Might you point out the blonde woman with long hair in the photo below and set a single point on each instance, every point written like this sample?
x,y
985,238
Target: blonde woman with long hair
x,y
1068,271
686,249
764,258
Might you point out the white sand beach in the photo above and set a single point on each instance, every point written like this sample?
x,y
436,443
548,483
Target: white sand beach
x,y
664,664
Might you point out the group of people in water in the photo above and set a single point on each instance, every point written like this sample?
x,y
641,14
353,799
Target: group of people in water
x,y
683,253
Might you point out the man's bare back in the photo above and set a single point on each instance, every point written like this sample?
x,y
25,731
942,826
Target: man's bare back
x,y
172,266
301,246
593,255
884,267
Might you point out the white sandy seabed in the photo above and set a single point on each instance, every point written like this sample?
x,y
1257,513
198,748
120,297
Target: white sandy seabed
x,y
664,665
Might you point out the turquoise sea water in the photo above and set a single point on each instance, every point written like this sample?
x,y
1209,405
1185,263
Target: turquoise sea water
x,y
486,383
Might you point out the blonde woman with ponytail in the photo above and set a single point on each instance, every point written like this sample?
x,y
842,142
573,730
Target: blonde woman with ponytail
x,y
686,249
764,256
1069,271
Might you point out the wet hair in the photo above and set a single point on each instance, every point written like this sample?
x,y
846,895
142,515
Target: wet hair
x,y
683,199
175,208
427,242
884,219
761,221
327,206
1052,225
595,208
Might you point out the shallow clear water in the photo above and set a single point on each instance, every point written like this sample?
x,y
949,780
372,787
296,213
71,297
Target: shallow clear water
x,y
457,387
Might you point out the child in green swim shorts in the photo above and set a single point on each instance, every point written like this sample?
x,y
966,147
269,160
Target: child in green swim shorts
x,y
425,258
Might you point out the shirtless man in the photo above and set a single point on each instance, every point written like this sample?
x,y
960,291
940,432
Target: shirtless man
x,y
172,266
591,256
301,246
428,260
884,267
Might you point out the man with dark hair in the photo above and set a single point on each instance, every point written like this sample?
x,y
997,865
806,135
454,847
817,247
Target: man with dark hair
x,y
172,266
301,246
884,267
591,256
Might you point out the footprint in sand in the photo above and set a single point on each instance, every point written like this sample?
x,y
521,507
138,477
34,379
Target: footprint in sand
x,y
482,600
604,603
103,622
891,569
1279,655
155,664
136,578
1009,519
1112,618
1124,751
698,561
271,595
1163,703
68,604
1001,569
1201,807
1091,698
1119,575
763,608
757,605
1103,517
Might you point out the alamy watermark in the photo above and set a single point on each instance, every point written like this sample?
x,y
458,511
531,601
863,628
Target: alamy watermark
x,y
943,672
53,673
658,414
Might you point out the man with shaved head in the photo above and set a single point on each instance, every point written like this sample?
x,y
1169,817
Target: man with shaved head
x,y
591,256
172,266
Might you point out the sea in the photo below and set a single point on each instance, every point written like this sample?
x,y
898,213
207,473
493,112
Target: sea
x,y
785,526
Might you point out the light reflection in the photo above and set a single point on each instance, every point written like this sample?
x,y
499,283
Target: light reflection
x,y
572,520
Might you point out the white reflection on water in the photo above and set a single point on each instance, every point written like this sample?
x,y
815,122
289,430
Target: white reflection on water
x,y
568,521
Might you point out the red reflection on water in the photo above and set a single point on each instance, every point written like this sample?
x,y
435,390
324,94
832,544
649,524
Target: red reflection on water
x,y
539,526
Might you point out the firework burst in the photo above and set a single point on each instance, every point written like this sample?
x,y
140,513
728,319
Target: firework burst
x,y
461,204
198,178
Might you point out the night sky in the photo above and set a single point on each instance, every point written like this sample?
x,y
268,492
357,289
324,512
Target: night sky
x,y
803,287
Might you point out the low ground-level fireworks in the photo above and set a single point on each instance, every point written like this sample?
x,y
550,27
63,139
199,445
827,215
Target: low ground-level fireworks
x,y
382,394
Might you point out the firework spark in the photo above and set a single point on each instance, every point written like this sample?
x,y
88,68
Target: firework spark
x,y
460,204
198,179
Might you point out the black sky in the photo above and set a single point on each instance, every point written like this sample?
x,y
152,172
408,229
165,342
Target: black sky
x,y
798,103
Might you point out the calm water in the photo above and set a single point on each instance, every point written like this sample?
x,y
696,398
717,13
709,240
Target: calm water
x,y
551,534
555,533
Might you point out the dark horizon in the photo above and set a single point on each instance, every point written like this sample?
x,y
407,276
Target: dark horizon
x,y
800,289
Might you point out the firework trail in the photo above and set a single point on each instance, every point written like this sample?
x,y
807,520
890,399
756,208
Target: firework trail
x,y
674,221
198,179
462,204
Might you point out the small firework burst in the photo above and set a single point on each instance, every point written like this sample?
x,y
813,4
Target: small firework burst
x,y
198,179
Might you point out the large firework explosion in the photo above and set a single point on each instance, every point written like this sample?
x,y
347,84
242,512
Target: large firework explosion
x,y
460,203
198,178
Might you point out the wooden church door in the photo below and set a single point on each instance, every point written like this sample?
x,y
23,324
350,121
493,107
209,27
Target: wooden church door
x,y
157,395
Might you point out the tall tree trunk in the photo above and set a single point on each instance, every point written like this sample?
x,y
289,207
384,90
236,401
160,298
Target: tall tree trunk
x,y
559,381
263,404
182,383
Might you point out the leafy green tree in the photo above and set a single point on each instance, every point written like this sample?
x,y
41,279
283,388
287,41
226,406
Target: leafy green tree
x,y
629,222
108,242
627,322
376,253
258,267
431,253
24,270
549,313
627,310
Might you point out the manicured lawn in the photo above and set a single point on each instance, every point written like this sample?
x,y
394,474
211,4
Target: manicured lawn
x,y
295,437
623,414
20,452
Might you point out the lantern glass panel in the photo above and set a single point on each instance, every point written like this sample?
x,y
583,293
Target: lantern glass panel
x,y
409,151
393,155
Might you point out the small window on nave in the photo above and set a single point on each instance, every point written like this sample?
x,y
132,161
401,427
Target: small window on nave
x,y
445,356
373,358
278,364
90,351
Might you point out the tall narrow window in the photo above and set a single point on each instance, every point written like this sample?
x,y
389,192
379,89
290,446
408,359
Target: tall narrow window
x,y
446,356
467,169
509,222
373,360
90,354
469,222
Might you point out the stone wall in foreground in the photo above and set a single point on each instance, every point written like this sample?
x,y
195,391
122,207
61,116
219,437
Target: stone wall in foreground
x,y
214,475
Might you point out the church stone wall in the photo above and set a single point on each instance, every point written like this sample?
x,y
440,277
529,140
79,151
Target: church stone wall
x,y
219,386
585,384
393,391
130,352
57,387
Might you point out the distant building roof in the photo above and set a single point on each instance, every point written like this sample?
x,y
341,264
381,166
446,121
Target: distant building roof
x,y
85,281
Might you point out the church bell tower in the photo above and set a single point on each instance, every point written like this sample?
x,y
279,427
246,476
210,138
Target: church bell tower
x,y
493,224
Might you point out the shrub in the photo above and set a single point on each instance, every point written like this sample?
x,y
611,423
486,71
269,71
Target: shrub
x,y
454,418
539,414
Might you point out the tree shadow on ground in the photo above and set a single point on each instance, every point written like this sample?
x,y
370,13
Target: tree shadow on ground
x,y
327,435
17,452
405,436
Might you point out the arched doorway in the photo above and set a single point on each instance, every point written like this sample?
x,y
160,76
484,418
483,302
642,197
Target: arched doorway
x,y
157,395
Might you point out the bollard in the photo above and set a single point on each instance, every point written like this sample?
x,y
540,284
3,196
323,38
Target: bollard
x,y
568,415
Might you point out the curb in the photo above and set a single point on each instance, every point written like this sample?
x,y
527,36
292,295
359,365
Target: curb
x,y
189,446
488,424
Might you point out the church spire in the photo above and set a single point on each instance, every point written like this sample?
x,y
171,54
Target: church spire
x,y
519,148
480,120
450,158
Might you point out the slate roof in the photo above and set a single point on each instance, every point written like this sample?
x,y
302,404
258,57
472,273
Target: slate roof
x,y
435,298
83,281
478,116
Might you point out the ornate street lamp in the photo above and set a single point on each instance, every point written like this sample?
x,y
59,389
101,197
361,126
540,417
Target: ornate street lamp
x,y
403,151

= What is being asked =
Using the records given above, list every line that includes the word "below".

= Answer box =
Might you point out the blonde woman with long hair in the photo below and set a single point on each instance, every point written like this sample?
Might you point out the sea in the photo below and set a single point on each instance, every point written like this sample?
Might you point out the wooden church door in the photo below and set a single point on each instance, every point written like this sample?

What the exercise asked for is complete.